Goal of the exercise
Rewrite the records below, changing "positive clicks" to "foreground clicks" and keeping everything else the same. Leave the pictures out of your version.

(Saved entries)

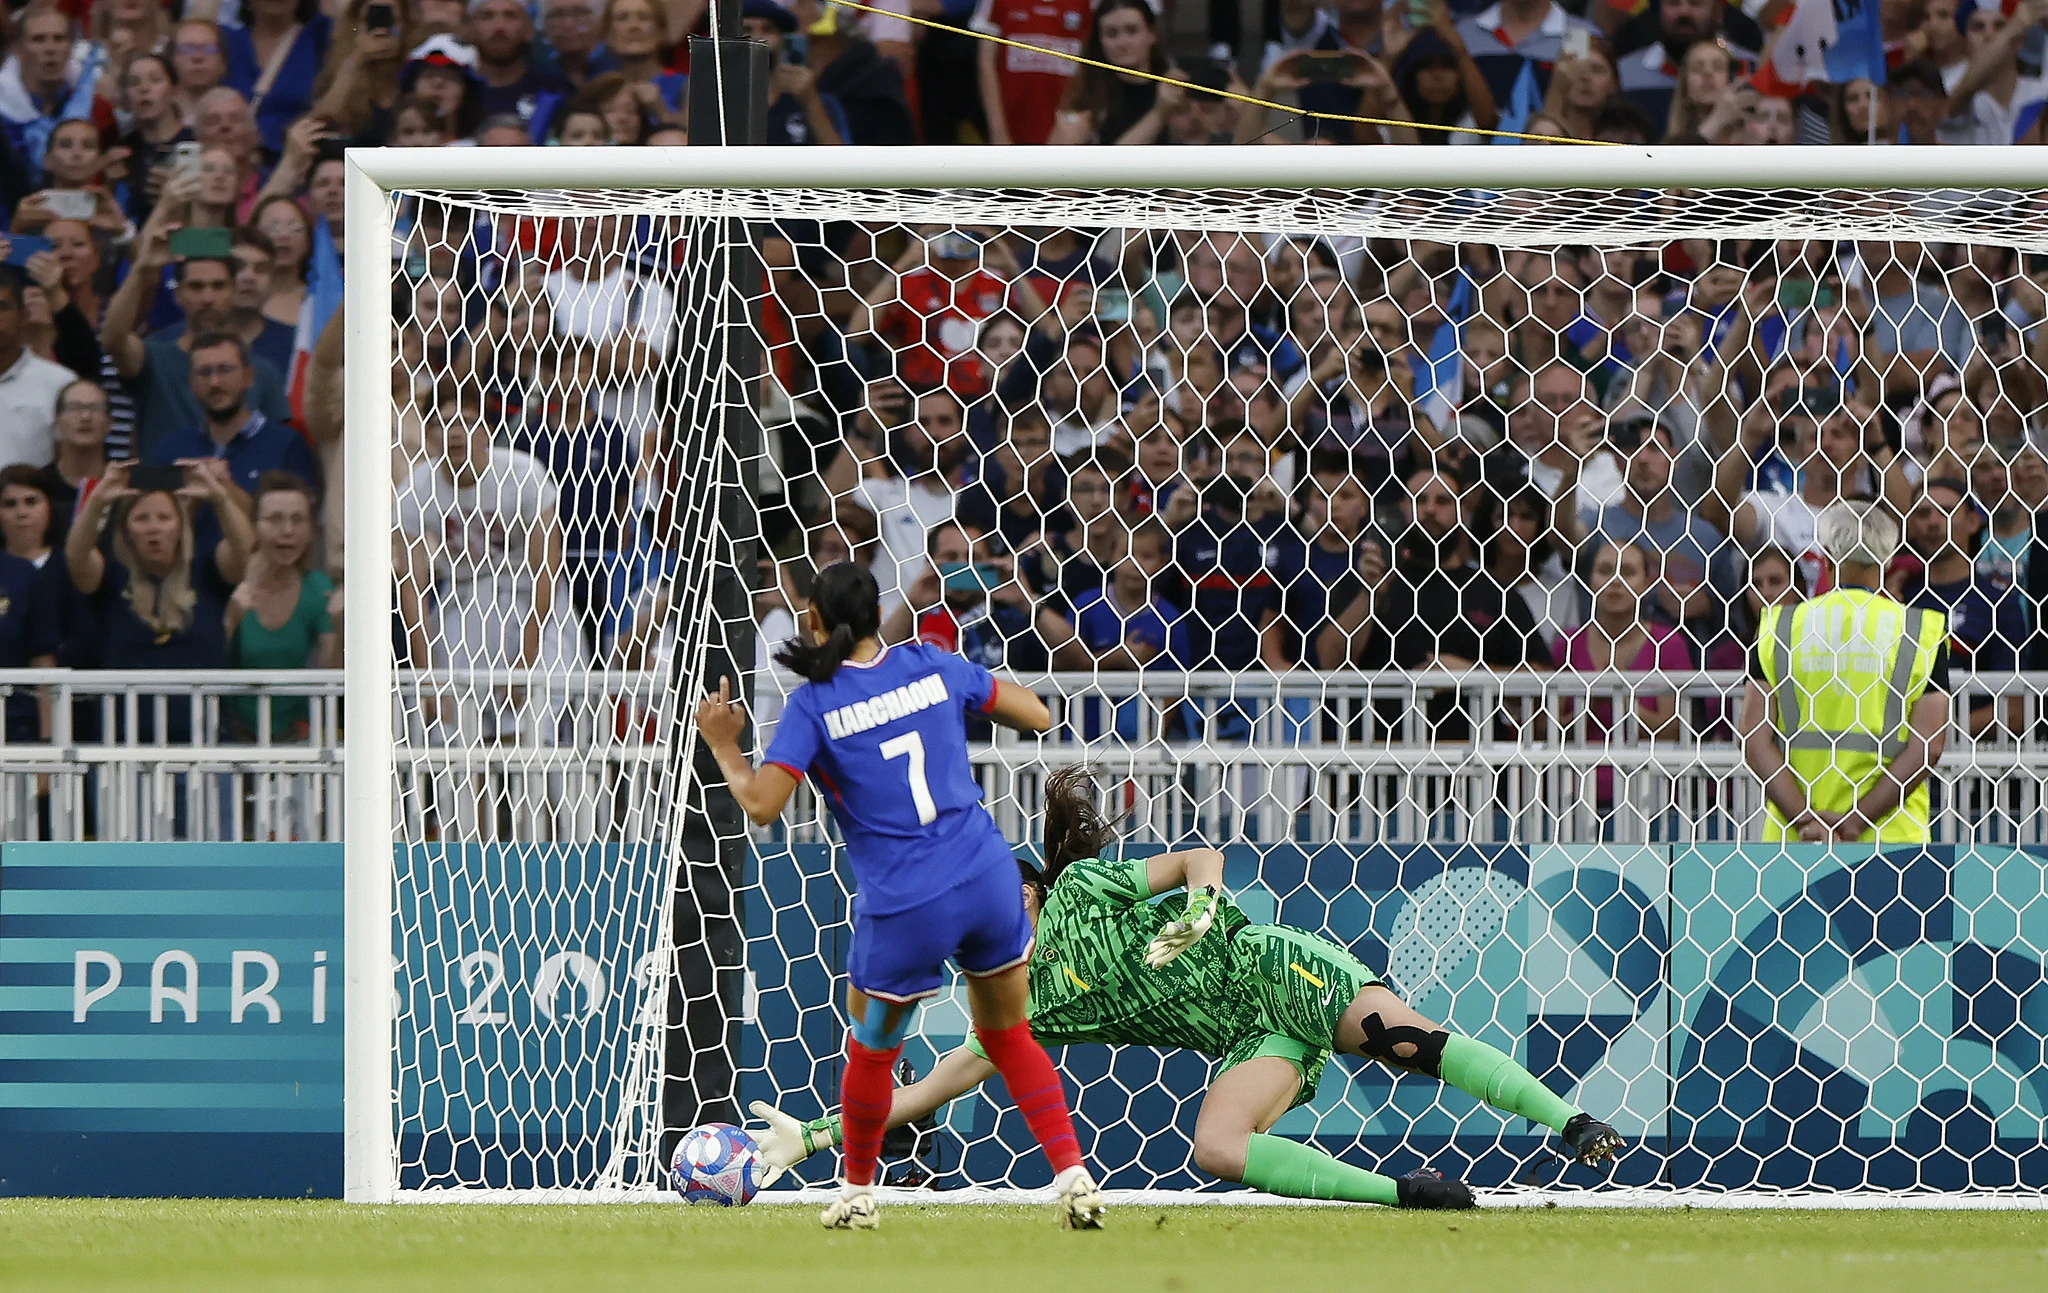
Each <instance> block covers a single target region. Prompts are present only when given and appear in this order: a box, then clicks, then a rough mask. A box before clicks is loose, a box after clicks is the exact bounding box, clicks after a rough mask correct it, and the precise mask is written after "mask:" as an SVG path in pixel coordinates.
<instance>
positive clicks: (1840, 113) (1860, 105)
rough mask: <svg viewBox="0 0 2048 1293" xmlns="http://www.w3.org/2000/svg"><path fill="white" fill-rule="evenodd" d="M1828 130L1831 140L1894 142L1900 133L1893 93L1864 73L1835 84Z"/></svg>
mask: <svg viewBox="0 0 2048 1293" xmlns="http://www.w3.org/2000/svg"><path fill="white" fill-rule="evenodd" d="M1827 133H1829V141H1831V143H1837V145H1841V143H1892V141H1894V139H1896V137H1898V131H1896V123H1894V121H1892V107H1890V96H1888V94H1886V92H1884V86H1876V84H1872V82H1868V80H1864V78H1862V76H1858V78H1855V80H1845V82H1841V84H1839V86H1835V92H1833V96H1831V98H1829V111H1827Z"/></svg>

Finished exercise
Each <instance> block covers a single target region. Prompts are present only when given and appear in this order: a box, then clicks, then a rough mask. A box before clicks is loose, a box after clicks is the exact bounding box, clicks after a rough mask correct it, and the precise mask is written after "mask:" as an SVG path in pixel coordinates.
<instance>
foreground clicks: (1840, 113) (1860, 105)
rough mask: <svg viewBox="0 0 2048 1293" xmlns="http://www.w3.org/2000/svg"><path fill="white" fill-rule="evenodd" d="M1828 130L1831 140L1894 142L1900 133L1893 93L1864 73L1835 84Z"/></svg>
mask: <svg viewBox="0 0 2048 1293" xmlns="http://www.w3.org/2000/svg"><path fill="white" fill-rule="evenodd" d="M1827 133H1829V141H1831V143H1837V145H1841V143H1892V141H1894V139H1896V137H1898V131H1896V123H1894V121H1892V107H1890V96H1888V94H1886V92H1884V86H1876V84H1872V82H1868V80H1864V78H1862V76H1858V78H1855V80H1845V82H1841V84H1839V86H1835V92H1833V96H1831V98H1829V111H1827Z"/></svg>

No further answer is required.